___ Passage shown
Conor has been renting in Dublin for the last few months and says his experience hasn’t been very pleasant.
“The company we rent with has been terrible in terms of answering calls or returning calls. We think they recognise our number based on the amount of times we have had to call them, but we feel as if they purposely don’t pick up the phone.
One of the few times I managed to get through to them I had borrowed a friend’s phone which they obviously didn’t recognise, it rang through and they picked up almost immediately”.
Conor said that trying to get in contact with the company to have work done on the apartment is next to impossible. “We had issues with the bathroom recently, and when we called the plumber the letting agent gave us, we got an earful from the plumbing company saying we shouldn’t contact them directly even though the letting agents told us to do so”.
While finding a place is hard enough, Conor, Dani, Lauren and Blessing all observed that the state of many of the houses available are not up to standard. At a recent viewing, Dani recalls being shocked at what she saw.
“I went to a place about two weeks ago which was advertised as a two-bed, and it looked like one of those stereotypical drug dens that you see in movies. And this was just the hallways up to the apartment.
“When you got to the actual apartment, there was builders tape all around the front door and inside, to keep the draft out. The landlord had converted what was originally one large room into a two bedroom, but he wanted €1300 per month for it,” Dani describes.
______
___ Dataset records
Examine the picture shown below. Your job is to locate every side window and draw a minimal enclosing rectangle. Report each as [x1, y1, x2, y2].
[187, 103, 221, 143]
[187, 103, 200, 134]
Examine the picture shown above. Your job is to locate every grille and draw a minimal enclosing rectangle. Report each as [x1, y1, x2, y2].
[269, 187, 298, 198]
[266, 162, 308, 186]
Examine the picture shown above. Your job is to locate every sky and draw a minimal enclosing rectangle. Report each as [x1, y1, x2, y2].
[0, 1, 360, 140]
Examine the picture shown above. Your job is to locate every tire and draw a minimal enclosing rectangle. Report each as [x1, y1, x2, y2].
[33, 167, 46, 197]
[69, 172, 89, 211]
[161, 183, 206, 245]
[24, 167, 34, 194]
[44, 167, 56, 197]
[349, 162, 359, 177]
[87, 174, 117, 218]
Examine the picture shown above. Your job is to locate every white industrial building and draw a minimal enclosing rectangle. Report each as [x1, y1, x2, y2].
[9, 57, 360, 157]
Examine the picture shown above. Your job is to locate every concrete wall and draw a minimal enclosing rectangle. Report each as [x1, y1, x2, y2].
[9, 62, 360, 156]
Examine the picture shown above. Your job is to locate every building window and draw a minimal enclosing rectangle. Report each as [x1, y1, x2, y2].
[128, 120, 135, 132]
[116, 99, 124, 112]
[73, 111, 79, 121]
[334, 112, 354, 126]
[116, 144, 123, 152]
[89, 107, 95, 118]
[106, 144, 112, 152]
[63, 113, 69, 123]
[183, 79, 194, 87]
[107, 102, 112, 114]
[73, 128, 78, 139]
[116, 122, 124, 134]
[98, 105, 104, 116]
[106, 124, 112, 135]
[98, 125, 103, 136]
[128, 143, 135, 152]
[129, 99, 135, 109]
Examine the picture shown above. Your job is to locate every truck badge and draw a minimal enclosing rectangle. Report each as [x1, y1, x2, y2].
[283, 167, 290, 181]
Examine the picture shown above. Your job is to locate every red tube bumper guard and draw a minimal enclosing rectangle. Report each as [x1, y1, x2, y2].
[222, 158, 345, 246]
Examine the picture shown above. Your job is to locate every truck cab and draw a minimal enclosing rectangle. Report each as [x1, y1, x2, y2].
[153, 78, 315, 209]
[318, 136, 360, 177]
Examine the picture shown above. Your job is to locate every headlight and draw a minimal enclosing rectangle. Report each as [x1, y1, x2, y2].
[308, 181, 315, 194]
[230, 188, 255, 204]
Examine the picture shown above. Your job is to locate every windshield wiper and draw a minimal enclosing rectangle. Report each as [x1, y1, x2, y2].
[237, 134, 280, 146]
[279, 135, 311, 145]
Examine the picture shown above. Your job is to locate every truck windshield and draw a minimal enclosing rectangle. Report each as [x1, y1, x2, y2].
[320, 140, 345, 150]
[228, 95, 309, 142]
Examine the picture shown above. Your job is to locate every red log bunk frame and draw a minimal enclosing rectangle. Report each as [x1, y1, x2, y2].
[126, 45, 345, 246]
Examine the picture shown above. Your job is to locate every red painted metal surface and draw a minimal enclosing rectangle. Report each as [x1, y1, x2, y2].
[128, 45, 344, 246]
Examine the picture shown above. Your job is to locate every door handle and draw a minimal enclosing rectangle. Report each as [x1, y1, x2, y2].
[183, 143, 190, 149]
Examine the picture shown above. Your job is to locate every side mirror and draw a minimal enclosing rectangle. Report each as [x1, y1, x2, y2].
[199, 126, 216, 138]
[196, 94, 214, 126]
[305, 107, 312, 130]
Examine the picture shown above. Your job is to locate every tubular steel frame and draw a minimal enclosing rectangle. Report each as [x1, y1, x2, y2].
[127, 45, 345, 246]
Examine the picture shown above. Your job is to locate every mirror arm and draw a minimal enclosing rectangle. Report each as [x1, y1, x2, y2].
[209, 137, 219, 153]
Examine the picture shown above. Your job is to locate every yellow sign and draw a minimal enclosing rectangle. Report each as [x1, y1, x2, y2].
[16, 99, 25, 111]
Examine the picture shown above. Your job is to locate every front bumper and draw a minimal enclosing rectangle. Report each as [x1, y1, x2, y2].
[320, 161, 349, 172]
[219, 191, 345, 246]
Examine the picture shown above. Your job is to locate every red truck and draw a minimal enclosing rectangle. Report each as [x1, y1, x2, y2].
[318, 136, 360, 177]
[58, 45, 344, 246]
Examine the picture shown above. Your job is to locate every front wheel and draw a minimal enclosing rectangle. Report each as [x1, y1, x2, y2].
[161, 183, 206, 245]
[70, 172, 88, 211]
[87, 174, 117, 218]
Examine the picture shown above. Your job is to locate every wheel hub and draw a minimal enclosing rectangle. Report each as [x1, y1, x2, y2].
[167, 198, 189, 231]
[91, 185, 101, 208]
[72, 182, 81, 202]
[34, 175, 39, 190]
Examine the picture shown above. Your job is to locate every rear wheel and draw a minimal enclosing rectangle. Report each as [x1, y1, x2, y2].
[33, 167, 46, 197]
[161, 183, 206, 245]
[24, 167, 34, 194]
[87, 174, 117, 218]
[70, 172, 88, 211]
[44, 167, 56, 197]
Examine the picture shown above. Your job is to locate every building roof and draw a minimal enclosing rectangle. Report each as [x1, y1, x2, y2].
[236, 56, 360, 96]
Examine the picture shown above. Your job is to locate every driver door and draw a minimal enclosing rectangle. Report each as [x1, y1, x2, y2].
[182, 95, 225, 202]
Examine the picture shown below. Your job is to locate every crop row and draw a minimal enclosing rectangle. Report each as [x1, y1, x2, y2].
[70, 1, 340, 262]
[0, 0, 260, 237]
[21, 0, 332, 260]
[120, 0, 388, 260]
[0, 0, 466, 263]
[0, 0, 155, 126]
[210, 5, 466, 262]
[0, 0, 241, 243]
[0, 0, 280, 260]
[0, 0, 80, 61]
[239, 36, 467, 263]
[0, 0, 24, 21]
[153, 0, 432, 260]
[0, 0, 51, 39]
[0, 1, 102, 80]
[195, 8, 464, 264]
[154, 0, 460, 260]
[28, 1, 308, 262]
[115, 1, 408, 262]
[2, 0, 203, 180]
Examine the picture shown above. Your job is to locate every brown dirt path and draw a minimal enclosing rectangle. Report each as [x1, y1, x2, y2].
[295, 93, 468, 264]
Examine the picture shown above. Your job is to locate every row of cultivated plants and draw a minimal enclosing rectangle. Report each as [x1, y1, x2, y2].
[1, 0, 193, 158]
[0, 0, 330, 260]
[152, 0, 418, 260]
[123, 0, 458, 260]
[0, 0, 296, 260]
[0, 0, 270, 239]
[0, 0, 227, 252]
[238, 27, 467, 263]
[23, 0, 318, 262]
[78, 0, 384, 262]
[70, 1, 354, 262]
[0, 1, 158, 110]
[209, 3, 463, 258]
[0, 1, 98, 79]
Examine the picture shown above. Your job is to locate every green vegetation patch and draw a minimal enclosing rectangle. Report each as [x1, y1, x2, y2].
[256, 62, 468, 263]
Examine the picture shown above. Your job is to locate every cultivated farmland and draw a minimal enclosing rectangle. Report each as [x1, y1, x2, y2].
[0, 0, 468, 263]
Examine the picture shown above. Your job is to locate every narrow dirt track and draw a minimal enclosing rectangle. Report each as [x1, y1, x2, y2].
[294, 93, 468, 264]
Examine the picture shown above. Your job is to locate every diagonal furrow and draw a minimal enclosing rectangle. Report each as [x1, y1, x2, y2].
______
**Task objective:** Reproduce word for word the section of the Dublin renting passage that begins with the words containing "Conor said that" and ends with "to the apartment.".

**Answer to this task:**
Conor said that trying to get in contact with the company to have work done on the apartment is next to impossible. “We had issues with the bathroom recently, and when we called the plumber the letting agent gave us, we got an earful from the plumbing company saying we shouldn’t contact them directly even though the letting agents told us to do so”.
While finding a place is hard enough, Conor, Dani, Lauren and Blessing all observed that the state of many of the houses available are not up to standard. At a recent viewing, Dani recalls being shocked at what she saw.
“I went to a place about two weeks ago which was advertised as a two-bed, and it looked like one of those stereotypical drug dens that you see in movies. And this was just the hallways up to the apartment.